Continue the passage on co-creative art processes and virtual reality, picking up after its final sentence.

**Text shown**
= = = = = = =

When the audience is integrated into an artistic performance through the use of participatory strategies, the suggested cooperation at eye level often takes place only superficially. The participants are only given limited power to act and are usually involved in the supposedly collective creative process without authorship.
As an extension of participatory processes, co-creative processes are playing an increasingly important role, not only in the artistic field. Their aim is to create works in which all actors are directly involved in the creative process and simultaneously act as recipients, co-authors and editors of the work. Co-creation thus describes the method and the result of a joint creative process by heterogeneous groups of people or statuses. This kind of art process distributes authorship between artists and the audience, leads to a kind of de-hierarchisation and expands the role of the recipient in the „artist-artwork-viewer complex“.
In collaboration with students from various universities and with scenographers and musicians, we developed and tested different approaches for the use of virtual reality in co-creative scenarios in prototypical experimental arrangements. In addition to exploring the technical limits and possibilities, the focus was on the question of how collective creativity and scope for action can be used to produce a joint work with artistic expressiveness. We implemented the insights gained in the experiments in the VR project „Spatial Encounters“: This hybrid-real encounter space explores dialogue processes between music, people and space at the intersection of analogue and digital worlds.

= = = = = = =

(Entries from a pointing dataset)
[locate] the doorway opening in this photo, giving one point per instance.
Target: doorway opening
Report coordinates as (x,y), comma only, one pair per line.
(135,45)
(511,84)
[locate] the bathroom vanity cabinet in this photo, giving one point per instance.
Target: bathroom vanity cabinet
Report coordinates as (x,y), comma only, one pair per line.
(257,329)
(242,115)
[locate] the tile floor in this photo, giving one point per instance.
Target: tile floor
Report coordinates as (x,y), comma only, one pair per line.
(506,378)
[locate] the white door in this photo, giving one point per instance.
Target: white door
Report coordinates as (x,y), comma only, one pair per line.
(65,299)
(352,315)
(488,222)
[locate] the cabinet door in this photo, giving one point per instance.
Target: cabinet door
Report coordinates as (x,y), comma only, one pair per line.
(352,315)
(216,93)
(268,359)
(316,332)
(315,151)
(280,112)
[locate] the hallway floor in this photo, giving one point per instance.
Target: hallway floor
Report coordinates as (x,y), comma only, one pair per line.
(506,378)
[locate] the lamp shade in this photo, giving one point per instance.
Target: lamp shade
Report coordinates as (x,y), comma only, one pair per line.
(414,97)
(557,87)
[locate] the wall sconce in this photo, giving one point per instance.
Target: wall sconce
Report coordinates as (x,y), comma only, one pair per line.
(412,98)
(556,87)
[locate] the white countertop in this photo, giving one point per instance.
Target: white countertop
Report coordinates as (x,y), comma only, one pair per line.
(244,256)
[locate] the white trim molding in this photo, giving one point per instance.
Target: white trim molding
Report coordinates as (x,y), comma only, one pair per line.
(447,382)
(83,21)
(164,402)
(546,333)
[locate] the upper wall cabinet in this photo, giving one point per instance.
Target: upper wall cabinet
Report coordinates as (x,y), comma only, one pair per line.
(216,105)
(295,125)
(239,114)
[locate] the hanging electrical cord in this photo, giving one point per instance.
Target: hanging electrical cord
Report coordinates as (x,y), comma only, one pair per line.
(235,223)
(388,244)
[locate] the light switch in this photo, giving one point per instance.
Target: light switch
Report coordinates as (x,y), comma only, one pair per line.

= = = = = = =

**Final result**
The motive for this project is the dissolution of classical concert conventions and frontal transmitter-receiver situations, combined with the search for new bidirectional forms of dialogue between acoustic and visual spaces. In this transformative transitional space, we want to direct the attention of the participants on the one hand to the moment of „making music“, and on the other hand to the joint creation. This is connected with an invitation to „listen differently“.
The underlying software solution for the project is a web-based XR application developed by us and hosted on a local server: Mobile VR headsets (for example Meta Quest 2) can access a shared virtual space via the integrated browser. This is where the live performance takes place: One or more musicians, a visual jockey as „Master of Virtual Scenography“ and up to nine visitors meet in an equal dialogue.
In an open space of about 150 square metres, the audience is immersed in a virtual scenery, which is then filled, designed and experienced together for the next 20 minutes. They move freely in these digital landscapes and generate visual effects and sculptures through their encounters and spatial relationships. The resulting immaterial spatial bodies and virtual sceneries are interpreted live musically. At the same time, the musicians themselves give stimulating impulses and moods to the performative interplay. Through these diverse interactions, the shared experience in virtual space becomes a catalyst for a co-creative process of creation.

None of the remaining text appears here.